■ **Challenge**
Copy out all of the entries below, swapping "wood floor plank" for "timber floorboard" wherever it occurs and leaving everything else unchanged.

■ **Data lines**

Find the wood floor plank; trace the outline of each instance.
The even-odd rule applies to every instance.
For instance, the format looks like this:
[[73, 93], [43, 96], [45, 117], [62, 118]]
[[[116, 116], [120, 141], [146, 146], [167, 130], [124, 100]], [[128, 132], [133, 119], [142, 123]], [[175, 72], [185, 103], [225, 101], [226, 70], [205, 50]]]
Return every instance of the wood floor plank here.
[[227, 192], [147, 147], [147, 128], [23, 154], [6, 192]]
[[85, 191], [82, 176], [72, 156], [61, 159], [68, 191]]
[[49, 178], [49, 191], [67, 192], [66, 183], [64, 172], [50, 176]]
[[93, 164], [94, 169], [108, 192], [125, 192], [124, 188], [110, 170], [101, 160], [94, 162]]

■ **Solution for this problem**
Find the timber floorboard; trace the outline of each instance.
The even-odd rule applies to every instance.
For instance, the format looks like this:
[[73, 93], [43, 96], [45, 117], [62, 118]]
[[[116, 116], [120, 141], [146, 146], [167, 130], [124, 100]], [[128, 132], [133, 119], [142, 123]], [[175, 72], [185, 103], [225, 101], [226, 70], [205, 50]]]
Return every instance of the timber floorboard here.
[[227, 192], [147, 147], [147, 128], [23, 154], [6, 192]]
[[85, 191], [82, 176], [72, 156], [61, 159], [68, 191]]
[[49, 178], [49, 191], [67, 192], [66, 183], [64, 172], [50, 176]]
[[93, 164], [94, 169], [108, 192], [125, 192], [124, 188], [110, 170], [101, 160], [94, 162]]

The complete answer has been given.